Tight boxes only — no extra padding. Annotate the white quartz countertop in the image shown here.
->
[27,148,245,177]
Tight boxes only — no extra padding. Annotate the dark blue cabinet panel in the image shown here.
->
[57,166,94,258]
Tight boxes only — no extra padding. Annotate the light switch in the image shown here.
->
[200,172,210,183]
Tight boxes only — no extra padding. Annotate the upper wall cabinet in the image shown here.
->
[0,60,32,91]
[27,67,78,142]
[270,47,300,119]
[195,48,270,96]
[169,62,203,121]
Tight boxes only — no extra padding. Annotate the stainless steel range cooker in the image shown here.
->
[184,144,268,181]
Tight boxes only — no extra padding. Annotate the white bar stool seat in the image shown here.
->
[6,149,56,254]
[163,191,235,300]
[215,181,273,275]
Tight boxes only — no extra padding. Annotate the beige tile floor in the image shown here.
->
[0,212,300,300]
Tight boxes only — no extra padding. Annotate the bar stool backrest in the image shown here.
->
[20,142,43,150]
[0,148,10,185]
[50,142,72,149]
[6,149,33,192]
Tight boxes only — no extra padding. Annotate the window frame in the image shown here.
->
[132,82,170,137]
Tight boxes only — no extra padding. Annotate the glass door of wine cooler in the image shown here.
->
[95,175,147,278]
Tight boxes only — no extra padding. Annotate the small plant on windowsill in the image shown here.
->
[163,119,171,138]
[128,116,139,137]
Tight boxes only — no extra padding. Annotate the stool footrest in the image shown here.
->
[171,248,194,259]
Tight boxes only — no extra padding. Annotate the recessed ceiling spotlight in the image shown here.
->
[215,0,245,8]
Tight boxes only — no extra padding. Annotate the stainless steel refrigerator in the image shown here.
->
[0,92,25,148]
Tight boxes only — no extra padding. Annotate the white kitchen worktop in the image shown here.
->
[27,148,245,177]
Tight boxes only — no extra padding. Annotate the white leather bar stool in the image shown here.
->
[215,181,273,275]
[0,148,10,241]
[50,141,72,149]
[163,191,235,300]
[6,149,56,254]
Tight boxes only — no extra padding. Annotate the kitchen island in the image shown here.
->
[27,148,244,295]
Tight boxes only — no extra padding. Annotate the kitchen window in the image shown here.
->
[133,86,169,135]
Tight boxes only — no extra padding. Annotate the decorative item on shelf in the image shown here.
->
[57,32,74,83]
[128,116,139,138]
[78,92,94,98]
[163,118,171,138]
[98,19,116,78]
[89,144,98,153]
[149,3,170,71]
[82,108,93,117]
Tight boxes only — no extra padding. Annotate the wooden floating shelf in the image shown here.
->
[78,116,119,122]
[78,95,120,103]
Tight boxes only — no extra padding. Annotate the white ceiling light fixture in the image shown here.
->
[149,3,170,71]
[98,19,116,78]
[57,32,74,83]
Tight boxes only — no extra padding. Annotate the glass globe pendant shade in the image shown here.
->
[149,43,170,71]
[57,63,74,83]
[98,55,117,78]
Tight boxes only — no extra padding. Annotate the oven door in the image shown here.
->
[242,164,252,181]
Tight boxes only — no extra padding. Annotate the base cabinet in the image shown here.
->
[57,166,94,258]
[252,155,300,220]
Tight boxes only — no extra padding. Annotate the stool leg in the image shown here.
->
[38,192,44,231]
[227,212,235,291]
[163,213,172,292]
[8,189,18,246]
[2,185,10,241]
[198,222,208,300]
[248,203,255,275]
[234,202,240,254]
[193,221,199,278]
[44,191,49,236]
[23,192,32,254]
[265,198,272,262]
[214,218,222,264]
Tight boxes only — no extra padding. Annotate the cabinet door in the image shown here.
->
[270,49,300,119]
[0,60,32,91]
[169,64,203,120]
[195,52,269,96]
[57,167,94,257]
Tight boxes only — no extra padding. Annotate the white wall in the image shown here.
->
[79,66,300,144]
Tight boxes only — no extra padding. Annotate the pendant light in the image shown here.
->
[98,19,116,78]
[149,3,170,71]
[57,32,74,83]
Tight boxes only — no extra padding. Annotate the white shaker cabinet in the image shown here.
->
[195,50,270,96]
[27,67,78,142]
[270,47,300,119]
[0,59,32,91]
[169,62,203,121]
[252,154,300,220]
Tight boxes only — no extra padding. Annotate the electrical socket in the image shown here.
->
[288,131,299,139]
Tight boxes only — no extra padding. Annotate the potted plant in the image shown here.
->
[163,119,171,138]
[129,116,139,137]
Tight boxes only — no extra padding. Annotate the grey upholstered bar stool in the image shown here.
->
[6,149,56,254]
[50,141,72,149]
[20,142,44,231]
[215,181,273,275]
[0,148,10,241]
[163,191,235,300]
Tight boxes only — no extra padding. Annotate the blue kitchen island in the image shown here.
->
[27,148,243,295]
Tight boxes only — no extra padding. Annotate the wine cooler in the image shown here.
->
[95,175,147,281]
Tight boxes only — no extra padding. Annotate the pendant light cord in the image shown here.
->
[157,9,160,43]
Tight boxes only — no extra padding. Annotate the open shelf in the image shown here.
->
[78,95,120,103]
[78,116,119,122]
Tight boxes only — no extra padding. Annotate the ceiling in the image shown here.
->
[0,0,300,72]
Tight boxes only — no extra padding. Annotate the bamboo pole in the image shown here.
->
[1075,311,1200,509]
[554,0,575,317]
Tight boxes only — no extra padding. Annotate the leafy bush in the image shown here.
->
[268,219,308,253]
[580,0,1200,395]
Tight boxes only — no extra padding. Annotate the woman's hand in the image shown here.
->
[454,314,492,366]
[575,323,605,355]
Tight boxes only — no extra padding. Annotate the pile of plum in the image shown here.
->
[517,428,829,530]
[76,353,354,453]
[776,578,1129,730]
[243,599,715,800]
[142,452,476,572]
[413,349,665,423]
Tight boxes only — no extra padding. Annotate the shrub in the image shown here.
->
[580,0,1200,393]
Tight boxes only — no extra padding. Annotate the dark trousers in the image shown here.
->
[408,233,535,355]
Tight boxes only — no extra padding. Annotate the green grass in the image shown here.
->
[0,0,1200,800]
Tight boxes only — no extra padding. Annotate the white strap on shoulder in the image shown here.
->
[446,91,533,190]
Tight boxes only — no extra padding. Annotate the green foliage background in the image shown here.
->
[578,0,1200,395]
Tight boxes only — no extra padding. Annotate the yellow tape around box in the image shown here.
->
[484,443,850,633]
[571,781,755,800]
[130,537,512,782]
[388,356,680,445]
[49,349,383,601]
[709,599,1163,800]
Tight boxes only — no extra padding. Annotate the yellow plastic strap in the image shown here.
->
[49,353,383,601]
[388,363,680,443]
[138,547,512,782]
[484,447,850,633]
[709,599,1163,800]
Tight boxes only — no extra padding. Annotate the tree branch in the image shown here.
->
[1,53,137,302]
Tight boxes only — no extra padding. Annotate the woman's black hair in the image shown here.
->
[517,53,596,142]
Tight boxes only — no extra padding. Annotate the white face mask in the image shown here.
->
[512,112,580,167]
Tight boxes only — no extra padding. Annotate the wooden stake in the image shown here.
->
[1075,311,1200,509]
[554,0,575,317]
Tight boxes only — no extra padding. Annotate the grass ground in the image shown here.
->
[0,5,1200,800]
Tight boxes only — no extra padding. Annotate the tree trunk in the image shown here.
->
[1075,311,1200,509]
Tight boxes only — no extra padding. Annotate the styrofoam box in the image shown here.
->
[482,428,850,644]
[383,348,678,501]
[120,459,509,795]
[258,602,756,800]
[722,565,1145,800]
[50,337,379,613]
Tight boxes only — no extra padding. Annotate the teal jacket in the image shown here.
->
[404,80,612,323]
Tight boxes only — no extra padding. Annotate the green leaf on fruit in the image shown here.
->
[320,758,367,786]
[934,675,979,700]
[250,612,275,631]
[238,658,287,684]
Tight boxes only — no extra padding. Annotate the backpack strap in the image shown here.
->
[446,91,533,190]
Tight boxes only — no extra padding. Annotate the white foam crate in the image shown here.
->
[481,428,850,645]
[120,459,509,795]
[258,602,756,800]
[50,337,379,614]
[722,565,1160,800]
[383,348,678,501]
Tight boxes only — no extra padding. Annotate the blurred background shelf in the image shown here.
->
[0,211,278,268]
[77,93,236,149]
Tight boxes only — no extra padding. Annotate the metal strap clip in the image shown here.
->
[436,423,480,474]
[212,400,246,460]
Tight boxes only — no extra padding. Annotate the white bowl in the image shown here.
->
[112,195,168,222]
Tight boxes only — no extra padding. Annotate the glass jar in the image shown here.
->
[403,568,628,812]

---

GIVEN EXERCISE: Render the data from the line containing "Tight boxes only — no extra padding. Annotate the pile" up to and including the line containing "[408,233,535,355]" as a JSON list of strings, with one string per line and blank lines left out.

OUTPUT FOR THIS TASK:
[
  "Tight boxes only — no extra padding. Annotate the pile of plum in the image shown here.",
  "->",
  "[517,428,829,530]",
  "[76,353,354,453]",
  "[776,578,1129,730]",
  "[243,599,715,800]",
  "[142,452,476,572]",
  "[413,349,665,423]",
  "Tight boxes only — no extra padding. Annotate the shrub in the image shown here.",
  "->",
  "[580,0,1200,393]",
  "Tight boxes only — no extra padding. Annotate the dark trousers in the image shown here.",
  "->",
  "[408,233,535,355]"
]